▶ _Exercise prompt_
Reproduce the data exactly.

▶ _Records for processing_
* begin *

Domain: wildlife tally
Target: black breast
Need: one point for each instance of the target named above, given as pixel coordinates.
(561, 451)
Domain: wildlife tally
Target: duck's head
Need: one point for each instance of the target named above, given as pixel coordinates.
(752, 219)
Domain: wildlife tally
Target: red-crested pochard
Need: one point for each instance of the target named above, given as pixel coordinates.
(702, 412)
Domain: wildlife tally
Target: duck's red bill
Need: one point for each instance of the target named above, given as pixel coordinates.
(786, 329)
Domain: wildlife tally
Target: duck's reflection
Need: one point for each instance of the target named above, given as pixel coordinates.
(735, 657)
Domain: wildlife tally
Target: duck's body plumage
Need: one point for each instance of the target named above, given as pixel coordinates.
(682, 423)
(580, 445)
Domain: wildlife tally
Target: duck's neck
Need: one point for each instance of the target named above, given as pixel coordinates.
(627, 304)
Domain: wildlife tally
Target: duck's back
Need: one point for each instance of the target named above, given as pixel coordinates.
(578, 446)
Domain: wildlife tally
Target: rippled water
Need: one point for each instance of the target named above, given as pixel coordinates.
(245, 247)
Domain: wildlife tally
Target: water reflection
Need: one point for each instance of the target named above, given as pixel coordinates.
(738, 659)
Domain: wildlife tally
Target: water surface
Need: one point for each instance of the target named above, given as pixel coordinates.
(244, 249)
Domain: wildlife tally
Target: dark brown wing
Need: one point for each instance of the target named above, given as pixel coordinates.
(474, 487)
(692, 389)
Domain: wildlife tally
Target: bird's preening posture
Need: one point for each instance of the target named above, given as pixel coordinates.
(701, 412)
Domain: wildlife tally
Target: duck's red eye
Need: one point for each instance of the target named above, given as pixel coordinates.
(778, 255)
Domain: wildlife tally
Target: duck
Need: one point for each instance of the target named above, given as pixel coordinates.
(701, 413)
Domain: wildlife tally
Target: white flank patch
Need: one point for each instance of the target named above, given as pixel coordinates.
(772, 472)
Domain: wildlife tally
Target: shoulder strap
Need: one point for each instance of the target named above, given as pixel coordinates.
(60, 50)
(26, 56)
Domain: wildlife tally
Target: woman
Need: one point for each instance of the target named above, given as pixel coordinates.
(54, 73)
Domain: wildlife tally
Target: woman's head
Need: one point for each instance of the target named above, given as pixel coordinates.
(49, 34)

* end *

▶ _Task solution_
Domain: wildlife tally
Target: black breast
Need: one point for each instance of the target named above, given as pixel coordinates.
(561, 451)
Domain: wildlife tally
Target: duck's head
Need: one point for each instance of the target named above, given as pixel coordinates.
(752, 219)
Domain: wildlife tally
Target: red-crested pochard
Need: one point for each instance of the target named above, given as pixel coordinates.
(702, 412)
Domain: wildlife tally
Target: duck's red bill
Need: one point for each instance of the target named above, given as pixel coordinates.
(786, 329)
Domain: wildlife tally
Target: duck's reflection
Need: one point for each instance of the target named above, given as pixel coordinates.
(735, 657)
Domain: wildlife tally
Target: duck's body plumage
Need: one point for each instance of the target named above, given as pixel coordinates.
(682, 423)
(580, 445)
Domain: wildlife tally
Target: duck's neck
Need: one point for each instance of the target named above, given as pixel coordinates.
(627, 304)
Domain: wildlife tally
Target: duck's back
Need: one point for each instance of the target named above, given as pixel coordinates.
(578, 446)
Domain: wildlife tally
Target: rippled water
Need: one point for each instance of the target named above, given as pixel coordinates.
(245, 247)
Domain: wildlife tally
Target: water reflection
Need: one point for each instance of the target named above, given as pixel coordinates.
(738, 659)
Domain: wildlife tally
Target: water surface
Need: one point for each instance of the target named above, given as pixel coordinates.
(244, 249)
Domain: wildlife tally
Target: dark brown wing
Need: one point for each instance of the target named above, given as pixel coordinates.
(474, 487)
(692, 389)
Domain: wildlife tally
Target: bird's preening posture
Need: one point for each instance of the target named above, given as pixel coordinates.
(701, 412)
Domain: wildlife tally
Target: duck's red eye
Need: one point for each instance of the target named above, given as pixel coordinates.
(778, 255)
Domain: wildlife tally
Target: duck
Need: one point for each instance of the target named above, given as pixel coordinates.
(701, 413)
Domain: wildlife tally
Target: white flank patch
Need: one point for each instance of the target named above, given as pixel coordinates.
(772, 472)
Domain: wildlife tally
Target: shoulder strap
Need: one point for each instance of the target named above, given as pixel coordinates.
(60, 50)
(26, 56)
Domain: wildlife tally
Target: woman
Need: one point for each instance of the target named above, given as pixel coordinates.
(54, 73)
Domain: wildlife tally
Target: woman's head
Need: one point for each instance of the target named above, given as pixel coordinates.
(49, 34)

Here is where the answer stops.